** WORK REQUIRED **
Leave the pictures out, and retype all of the material exactly as written.

** INPUT MATERIAL **
++++++++

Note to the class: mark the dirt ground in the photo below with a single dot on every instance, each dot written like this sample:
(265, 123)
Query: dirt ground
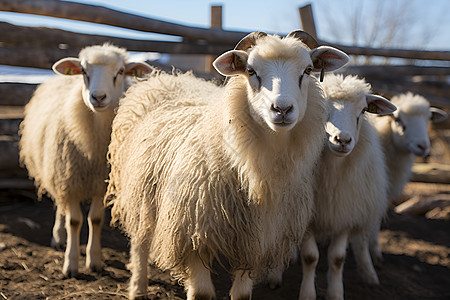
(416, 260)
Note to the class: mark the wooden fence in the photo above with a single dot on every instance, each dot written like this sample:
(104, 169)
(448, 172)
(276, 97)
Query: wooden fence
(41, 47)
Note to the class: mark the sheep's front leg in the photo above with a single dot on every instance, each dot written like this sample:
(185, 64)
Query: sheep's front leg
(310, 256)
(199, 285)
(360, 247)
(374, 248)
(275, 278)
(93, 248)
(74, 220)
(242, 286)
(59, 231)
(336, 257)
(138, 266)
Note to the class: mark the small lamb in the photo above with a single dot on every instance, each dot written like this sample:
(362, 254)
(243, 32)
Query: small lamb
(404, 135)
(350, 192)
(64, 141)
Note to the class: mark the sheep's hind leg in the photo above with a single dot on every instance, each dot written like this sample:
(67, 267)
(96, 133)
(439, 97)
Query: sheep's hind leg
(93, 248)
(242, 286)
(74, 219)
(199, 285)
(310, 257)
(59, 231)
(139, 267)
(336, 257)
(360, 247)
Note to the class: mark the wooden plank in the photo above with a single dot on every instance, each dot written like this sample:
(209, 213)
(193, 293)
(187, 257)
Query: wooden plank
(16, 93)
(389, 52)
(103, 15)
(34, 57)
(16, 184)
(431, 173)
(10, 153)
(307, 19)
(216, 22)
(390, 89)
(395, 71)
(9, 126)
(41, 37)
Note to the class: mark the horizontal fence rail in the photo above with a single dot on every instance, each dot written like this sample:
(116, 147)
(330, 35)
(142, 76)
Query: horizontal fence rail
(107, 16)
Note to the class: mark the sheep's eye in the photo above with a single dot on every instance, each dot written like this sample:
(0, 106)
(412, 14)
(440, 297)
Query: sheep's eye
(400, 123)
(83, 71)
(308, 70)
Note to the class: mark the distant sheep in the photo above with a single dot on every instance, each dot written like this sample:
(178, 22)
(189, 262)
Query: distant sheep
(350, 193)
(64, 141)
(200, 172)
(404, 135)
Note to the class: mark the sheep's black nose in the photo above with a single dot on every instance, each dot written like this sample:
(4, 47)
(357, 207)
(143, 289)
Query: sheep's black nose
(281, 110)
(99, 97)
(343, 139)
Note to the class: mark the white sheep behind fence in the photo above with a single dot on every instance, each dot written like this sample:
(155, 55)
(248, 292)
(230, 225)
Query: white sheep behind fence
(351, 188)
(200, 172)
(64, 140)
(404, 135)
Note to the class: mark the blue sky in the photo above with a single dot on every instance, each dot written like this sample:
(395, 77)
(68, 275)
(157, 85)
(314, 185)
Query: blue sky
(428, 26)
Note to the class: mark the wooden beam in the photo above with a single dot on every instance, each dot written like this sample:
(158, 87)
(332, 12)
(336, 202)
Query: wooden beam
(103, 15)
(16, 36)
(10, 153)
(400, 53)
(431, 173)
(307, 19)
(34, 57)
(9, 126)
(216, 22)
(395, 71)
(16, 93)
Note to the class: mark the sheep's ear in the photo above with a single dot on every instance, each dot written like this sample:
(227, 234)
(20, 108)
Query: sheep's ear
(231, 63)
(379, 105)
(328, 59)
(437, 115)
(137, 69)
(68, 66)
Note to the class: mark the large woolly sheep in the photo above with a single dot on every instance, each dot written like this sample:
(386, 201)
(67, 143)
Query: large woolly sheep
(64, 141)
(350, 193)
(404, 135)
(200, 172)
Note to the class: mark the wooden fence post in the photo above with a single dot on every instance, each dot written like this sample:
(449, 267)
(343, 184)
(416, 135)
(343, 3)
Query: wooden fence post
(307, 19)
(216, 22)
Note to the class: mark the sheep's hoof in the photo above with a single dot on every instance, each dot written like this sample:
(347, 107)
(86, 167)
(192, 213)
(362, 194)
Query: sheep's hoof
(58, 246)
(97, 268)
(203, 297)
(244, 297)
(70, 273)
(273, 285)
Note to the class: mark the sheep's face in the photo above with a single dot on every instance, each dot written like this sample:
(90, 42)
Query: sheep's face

++++++++

** EXERCISE RESULT **
Note to the class: mark the dirt ground in the photo below with a single dot on every instance, each dot written like this sample:
(265, 123)
Query: dirt ground
(416, 260)
Note to the class: mark the wooden fence in the photo above with a single dot on every instance, each dot written like this sample:
(104, 169)
(448, 172)
(276, 97)
Query: wooden fence
(41, 47)
Note to the class: mark the sheep's front leg in the photo above with a single dot on every instance, each dot written like this sample:
(185, 64)
Query: sheep's front leg
(310, 256)
(199, 285)
(360, 247)
(374, 248)
(275, 278)
(93, 248)
(74, 220)
(242, 286)
(59, 231)
(336, 257)
(138, 266)
Note to the class: mark the small lamb in the photo above with a single dot on every instance, each dot written like this sample:
(362, 254)
(243, 32)
Query: small lamb
(404, 135)
(350, 192)
(64, 141)
Note to the class: mark the sheep's hind leg in the photo above with a single dot on every instance, each dot written like this sample:
(67, 267)
(96, 133)
(439, 97)
Query: sheep's hind leg
(93, 248)
(242, 286)
(74, 219)
(199, 285)
(310, 257)
(59, 231)
(139, 267)
(336, 257)
(360, 247)
Note to the class: mark the wooden plank in the photo above with a single dot on every instance, each dot written like this sample:
(209, 213)
(193, 293)
(187, 257)
Query: wooden plank
(16, 93)
(389, 52)
(103, 15)
(34, 57)
(16, 184)
(431, 173)
(10, 153)
(307, 19)
(216, 22)
(390, 89)
(395, 71)
(9, 126)
(41, 37)
Note to the class: mark the horizontal fence rail in the photo above with a single dot on every instance, each dot written like this sample:
(116, 147)
(330, 35)
(142, 76)
Query: horizontal fence rail
(107, 16)
Note to the class: mark the sheep's eye in the photo above with a single dot on every instance, each dot written like this sample:
(0, 106)
(412, 14)
(440, 297)
Query: sheep's eye
(400, 123)
(83, 71)
(308, 70)
Note to the class: mark the distant sheep in the photo above with a single dot on every instance, each dot written like this sample:
(178, 22)
(189, 262)
Query: distant sheep
(350, 193)
(64, 141)
(200, 172)
(404, 135)
Note to the class: mark the sheep's black nose in the photo above with a single dot on every instance, each dot written like this sample:
(4, 47)
(357, 207)
(143, 289)
Query: sheep's black nose
(281, 110)
(99, 97)
(343, 139)
Note to the class: mark the white sheep behind fence in the photo above with a single dot on every instance, each dot written like this sample:
(155, 55)
(248, 292)
(230, 225)
Query: white sheep behind fence
(351, 188)
(200, 172)
(64, 140)
(404, 135)
Note to the class: mark the blue sky in the photo above with a single dot on every instance, each dot written like this sample:
(395, 77)
(68, 275)
(157, 85)
(314, 185)
Query: blue sky
(428, 26)
Note to the class: mark the wooden beam in the photo above with a single dot on every instance, each dot written like this sample:
(158, 87)
(332, 12)
(336, 202)
Query: wooden beam
(103, 15)
(16, 36)
(10, 153)
(400, 53)
(431, 173)
(307, 19)
(34, 57)
(9, 126)
(216, 22)
(395, 71)
(16, 93)
Note to the class: mark the sheep's ear in the photo above with a single dot on every instance, each dot written like this sample:
(227, 234)
(20, 108)
Query: sheep's ear
(231, 63)
(379, 105)
(328, 59)
(437, 115)
(137, 69)
(68, 66)
Note to the class: mark the large woolly sheep in the photo above with a single dot on every instance, each dot written like this sample:
(386, 201)
(67, 143)
Query: large woolly sheep
(64, 141)
(350, 193)
(404, 135)
(200, 172)
Note to the class: mark the wooden fence post in the photo above with a single dot on every instance, each dot written like this sample:
(449, 267)
(343, 184)
(416, 135)
(343, 3)
Query: wooden fence post
(307, 19)
(216, 22)
Note to the class: mark the sheep's hoof in the photo above with a single dot on every instance, each dot written like this sample:
(347, 107)
(86, 167)
(192, 213)
(362, 194)
Query: sheep's hoof
(58, 246)
(97, 268)
(203, 297)
(244, 297)
(70, 273)
(273, 285)
Note to the class: mark the sheep's face in the photo above with a single dot on every instance, each dot written like this sample:
(90, 42)
Query: sheep's face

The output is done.